Furthermore, other studies we have done on the relationships of H2S bacteria to other “standard” bacterial indicators of fecal contamination like E. coli have shown good agreement or concordance in a variety of different water qualities, including both ground and surface waters from different hydrological and geohydrological settings, including geothermally thermally enriched surface and ground waters.

In our field studies, naturally occurring H2S producing bacteria in these geothermally enriched waters were not detected in the standard H2S test. This is probably because they are such strict anaerobes with profound sensitivity to even traces of oxygen in sampled water, that they quickly die and are not detected when doing a typical H2S bacteria test.

In addition, we have shown that whenever a water sample is positive in the H2S test it is also positive for other bacteria associated with fecal contamination. On the rare occasions when E. coli bacteria are not detected in water samples positive for H2S bacteria, other fecal indicator bacteria are present, such as Enterobacter aerogenes, Klebsiella spp., Citrobacter spp. and Clostridium perfringens. The reality is that E. coli is NOT the ideal indicator bacterium forfecally contaminated water and fecal contamination can be present in water that may not have detectable levels of E. coli but will have detectable level of other fecal indicator bacteria in a given sample. See: McMahan L, Grunden AM, Devine AA, Sobsey MD. (2012) Evaluation of a quantitative H2S MPN test for fecal microbes analysis of water using biochemical and molecular identification. Water Res. 2012 Apr 15;46(6):1693–704. 
McMahan L, Devine AA, Grunden AM, Sobsey MD. (2011) Validation of the H2S method to detect bacteria of fecal origin by cultured and molecular methods. Appl Microbiol Biotechnol. 2011 Dec;92(6) :1287–95.

The real limitation of current H2S tests is that they are presence-absence tests telling you that a particular single sample volume either has H2S bacteria or does not. For most drinking water supplies and sources, especially in the developing world, what is needed is a QUANTITATIVE H2S test that provides data on the concentrations of H2S bacteria. It is best if fecal indicator bacteria are absent from 100-ml samples of water as evidence of safety or low risk, as is recommended by the World Health Organzation Guidelines for Drinking-water Quality (http://apps.who.int/iris/bitstream/10665/44584/1/9789241548151_eng.pdf)

--- TASK REQUIREMENTS ---
- a) Reproduce the passage on H2S bacteria tests word for word, starting at the words "In our field" and ending after "H2S bacteria test.".
- b) Carry on the passage on H2S bacteria tests from its final sentence.
The rows have no connection to the passage on H2S bacteria tests.

--- ENTRIES PROVIDED ---
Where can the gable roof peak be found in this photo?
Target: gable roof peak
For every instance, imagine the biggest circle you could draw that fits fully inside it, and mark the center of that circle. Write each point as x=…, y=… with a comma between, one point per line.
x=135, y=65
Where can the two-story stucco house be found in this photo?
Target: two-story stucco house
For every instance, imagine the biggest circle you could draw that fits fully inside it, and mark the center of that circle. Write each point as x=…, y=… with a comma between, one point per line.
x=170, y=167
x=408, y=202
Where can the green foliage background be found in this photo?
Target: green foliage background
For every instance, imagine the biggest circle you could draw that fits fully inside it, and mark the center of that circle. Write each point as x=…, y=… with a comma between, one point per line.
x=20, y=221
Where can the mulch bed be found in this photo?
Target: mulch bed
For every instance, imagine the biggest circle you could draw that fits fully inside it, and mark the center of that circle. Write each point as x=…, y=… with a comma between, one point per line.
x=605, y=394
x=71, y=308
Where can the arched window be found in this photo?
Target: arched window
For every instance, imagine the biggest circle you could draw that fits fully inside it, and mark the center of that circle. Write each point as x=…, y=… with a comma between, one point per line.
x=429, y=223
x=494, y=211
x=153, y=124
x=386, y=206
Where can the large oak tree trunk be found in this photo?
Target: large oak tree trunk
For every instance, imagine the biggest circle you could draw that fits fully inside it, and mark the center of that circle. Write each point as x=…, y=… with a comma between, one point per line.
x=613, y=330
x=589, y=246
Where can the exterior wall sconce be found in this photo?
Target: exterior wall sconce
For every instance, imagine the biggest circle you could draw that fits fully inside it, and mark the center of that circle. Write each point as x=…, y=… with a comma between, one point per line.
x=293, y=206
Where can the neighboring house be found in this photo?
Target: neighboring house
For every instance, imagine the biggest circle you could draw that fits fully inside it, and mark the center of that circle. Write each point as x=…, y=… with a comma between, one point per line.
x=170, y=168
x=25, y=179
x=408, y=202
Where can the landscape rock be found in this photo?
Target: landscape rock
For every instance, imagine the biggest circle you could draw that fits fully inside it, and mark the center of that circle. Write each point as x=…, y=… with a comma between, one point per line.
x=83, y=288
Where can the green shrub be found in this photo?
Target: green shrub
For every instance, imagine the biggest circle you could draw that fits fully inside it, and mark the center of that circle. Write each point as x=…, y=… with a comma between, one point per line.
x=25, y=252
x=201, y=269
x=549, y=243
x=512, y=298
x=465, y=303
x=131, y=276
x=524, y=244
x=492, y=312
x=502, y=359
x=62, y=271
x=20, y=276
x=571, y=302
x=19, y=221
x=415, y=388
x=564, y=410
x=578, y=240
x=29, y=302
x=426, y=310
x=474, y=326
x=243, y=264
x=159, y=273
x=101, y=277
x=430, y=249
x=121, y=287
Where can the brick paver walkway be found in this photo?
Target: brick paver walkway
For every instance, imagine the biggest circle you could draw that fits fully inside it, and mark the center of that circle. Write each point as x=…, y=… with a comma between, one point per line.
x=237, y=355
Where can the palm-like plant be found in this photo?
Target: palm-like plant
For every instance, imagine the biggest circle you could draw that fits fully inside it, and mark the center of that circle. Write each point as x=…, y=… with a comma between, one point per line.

--- ANSWERS BELOW ---
- a)
In our field studies, naturally occurring H2S producing bacteria in these geothermally enriched waters were not detected in the standard H2S test. This is probably because they are such strict anaerobes with profound sensitivity to even traces of oxygen in sampled water, that they quickly die and are not detected when doing a typical H2S bacteria test.

- b)
However, WHO also recognizes that it is not always possible to consistently achieve water that is free of fecal indicator bacteria in 100-mL volumes of drinking water for a variety of reasons. Therefore, occasional positive samples, especially with only low levels of fecal indicator bacteria in 100-mL volumes may be tolerable and be of only low or only intermediate risk. Assording to the WHO GDWQ, as the frequency of positive samples and the concentrations of bacteria in positive samples increase, the risks of diarrheal illness and other enteric diseases are considered to increase. This dose-response effect has been documented in studies by my research group as well as others (https://www.ncbi.nlm.nih.gov/pmc/articles/PMC2393099/pdf/bullwho00048-0043.pdf).

Therefore, what is really needed are QUANTITATIVE versions of the H2S test to determine the quality of drinking water. This can be done by examining multiple volumes of a water sample at the same time in order to estimate how many of those different volumes of the same water sample are either positive or negative for H2S bacteria. This is what is commonly done to quantify other fecal indicator bacteria such as E. coli and thermotolerant coliforms by the Most Probable Number (MPN) method.

In summary, the assertion that H2S tests are flawed and not reliable indicators of fecal contamination is not supported by a substantial amount of scientific evidence. Quantitative H2S tests appear to provide information on the microbial quality of water that is comparable to the information provided by presence-absence or quantitative tests for other fecal indicator bacteria and to provide comparable information on diarrheal disease risks as evidence of human health effects.